• **Work order**
In the listing below, tally the lines that hold "sticker" and report that number by itself.

• **Records provided**

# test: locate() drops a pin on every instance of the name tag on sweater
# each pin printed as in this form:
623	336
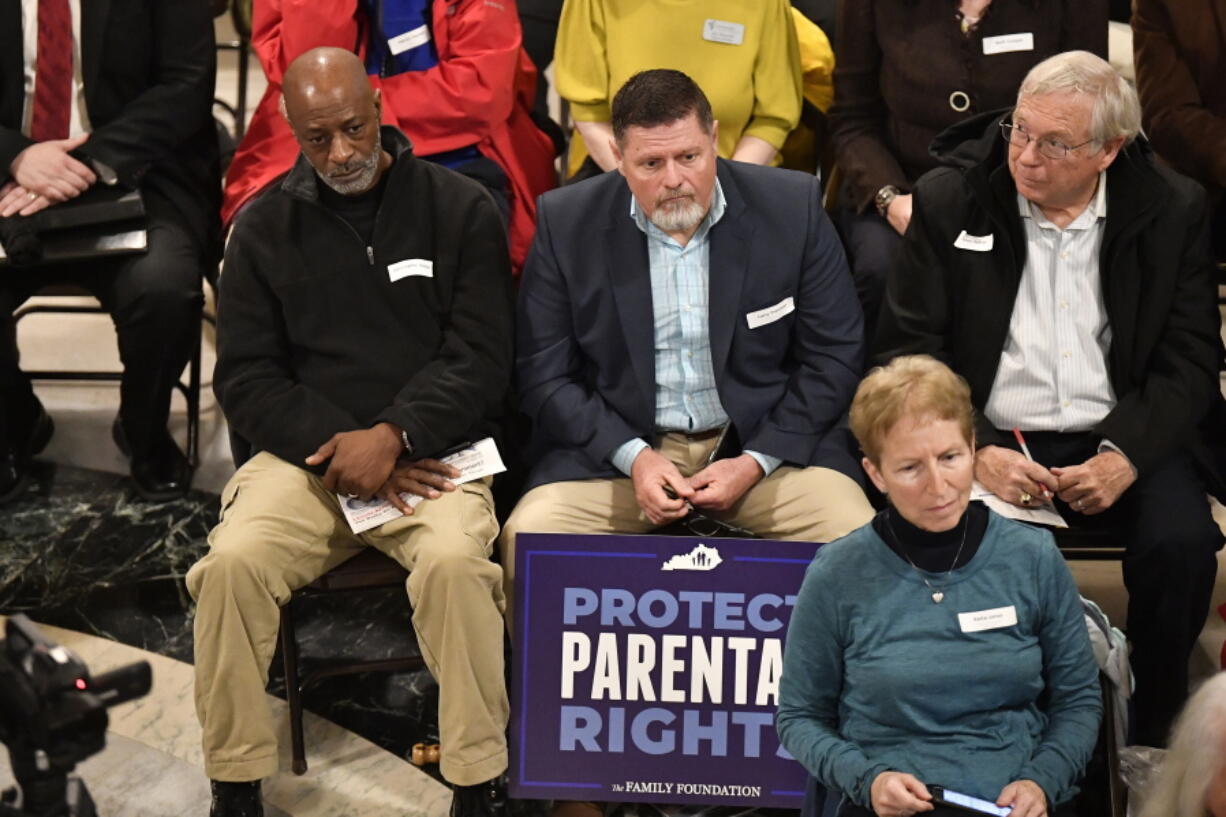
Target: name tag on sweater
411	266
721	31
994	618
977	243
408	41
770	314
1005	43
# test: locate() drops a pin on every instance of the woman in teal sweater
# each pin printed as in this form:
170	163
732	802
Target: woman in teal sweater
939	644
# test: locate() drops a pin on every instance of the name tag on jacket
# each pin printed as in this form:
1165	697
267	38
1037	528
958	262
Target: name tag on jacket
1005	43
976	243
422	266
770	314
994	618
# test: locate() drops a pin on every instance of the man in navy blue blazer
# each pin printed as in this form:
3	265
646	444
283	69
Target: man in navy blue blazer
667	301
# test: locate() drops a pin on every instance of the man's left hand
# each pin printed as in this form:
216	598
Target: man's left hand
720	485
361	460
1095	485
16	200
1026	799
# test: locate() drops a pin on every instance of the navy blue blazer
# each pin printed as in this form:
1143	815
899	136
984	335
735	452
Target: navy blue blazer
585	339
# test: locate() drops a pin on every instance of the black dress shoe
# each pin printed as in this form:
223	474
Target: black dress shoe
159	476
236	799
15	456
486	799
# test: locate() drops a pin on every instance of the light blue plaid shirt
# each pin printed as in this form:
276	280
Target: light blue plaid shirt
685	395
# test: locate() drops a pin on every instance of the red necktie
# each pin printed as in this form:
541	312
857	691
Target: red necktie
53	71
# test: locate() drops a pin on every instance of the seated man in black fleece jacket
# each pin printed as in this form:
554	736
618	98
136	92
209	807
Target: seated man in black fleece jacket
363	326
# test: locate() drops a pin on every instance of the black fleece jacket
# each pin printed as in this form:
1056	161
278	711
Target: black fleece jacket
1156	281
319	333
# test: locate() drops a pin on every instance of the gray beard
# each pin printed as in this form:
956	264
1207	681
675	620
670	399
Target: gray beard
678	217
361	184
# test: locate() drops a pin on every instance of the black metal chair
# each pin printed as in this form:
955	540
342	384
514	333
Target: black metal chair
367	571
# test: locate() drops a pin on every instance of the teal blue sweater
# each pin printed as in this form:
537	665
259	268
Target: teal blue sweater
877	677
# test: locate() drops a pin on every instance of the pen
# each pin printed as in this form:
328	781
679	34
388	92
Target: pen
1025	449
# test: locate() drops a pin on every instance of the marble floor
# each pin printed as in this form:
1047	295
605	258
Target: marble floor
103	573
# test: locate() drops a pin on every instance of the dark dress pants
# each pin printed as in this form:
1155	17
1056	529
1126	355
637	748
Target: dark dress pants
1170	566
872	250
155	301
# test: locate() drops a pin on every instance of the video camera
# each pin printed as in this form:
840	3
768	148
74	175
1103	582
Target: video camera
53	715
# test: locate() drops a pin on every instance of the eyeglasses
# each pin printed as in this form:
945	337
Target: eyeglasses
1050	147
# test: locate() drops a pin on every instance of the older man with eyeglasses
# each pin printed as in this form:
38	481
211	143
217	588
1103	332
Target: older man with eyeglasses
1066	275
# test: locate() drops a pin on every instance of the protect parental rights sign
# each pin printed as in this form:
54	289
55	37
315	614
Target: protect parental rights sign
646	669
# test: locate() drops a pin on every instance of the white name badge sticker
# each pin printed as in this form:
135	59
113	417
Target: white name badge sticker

--

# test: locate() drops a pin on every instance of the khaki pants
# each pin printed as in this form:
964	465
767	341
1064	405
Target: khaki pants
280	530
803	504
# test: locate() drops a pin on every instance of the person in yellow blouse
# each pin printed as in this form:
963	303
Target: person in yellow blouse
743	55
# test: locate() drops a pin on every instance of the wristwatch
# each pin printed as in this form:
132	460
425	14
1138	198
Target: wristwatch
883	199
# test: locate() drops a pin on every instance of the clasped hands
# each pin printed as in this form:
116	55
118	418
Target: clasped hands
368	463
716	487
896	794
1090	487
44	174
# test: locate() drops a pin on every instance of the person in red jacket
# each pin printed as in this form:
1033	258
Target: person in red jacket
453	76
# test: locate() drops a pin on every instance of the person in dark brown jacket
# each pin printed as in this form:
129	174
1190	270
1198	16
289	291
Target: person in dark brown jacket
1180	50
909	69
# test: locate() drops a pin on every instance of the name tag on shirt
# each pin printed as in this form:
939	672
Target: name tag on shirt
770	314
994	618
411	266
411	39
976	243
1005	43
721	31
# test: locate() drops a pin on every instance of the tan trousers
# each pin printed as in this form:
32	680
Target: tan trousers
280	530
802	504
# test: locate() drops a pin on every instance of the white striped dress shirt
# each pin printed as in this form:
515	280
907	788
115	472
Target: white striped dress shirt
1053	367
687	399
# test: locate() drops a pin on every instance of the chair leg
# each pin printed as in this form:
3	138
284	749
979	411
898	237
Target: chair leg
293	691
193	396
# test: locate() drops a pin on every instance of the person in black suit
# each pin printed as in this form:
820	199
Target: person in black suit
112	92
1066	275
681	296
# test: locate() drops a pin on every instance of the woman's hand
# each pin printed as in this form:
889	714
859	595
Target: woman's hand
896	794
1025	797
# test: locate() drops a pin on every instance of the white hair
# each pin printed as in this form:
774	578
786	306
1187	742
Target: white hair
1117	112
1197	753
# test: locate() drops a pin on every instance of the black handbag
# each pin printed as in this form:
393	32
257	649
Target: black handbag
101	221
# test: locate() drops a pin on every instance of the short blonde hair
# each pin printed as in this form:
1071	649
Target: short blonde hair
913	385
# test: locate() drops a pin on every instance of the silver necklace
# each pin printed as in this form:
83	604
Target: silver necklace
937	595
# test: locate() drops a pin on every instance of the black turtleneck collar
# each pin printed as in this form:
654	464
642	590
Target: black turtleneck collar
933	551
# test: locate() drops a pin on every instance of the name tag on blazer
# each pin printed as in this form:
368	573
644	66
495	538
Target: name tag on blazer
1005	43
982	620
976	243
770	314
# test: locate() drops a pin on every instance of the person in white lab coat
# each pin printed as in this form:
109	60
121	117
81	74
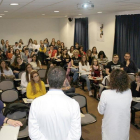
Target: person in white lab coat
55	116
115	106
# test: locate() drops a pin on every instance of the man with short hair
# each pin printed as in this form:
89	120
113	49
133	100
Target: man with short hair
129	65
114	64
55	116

• **Exercise answer**
2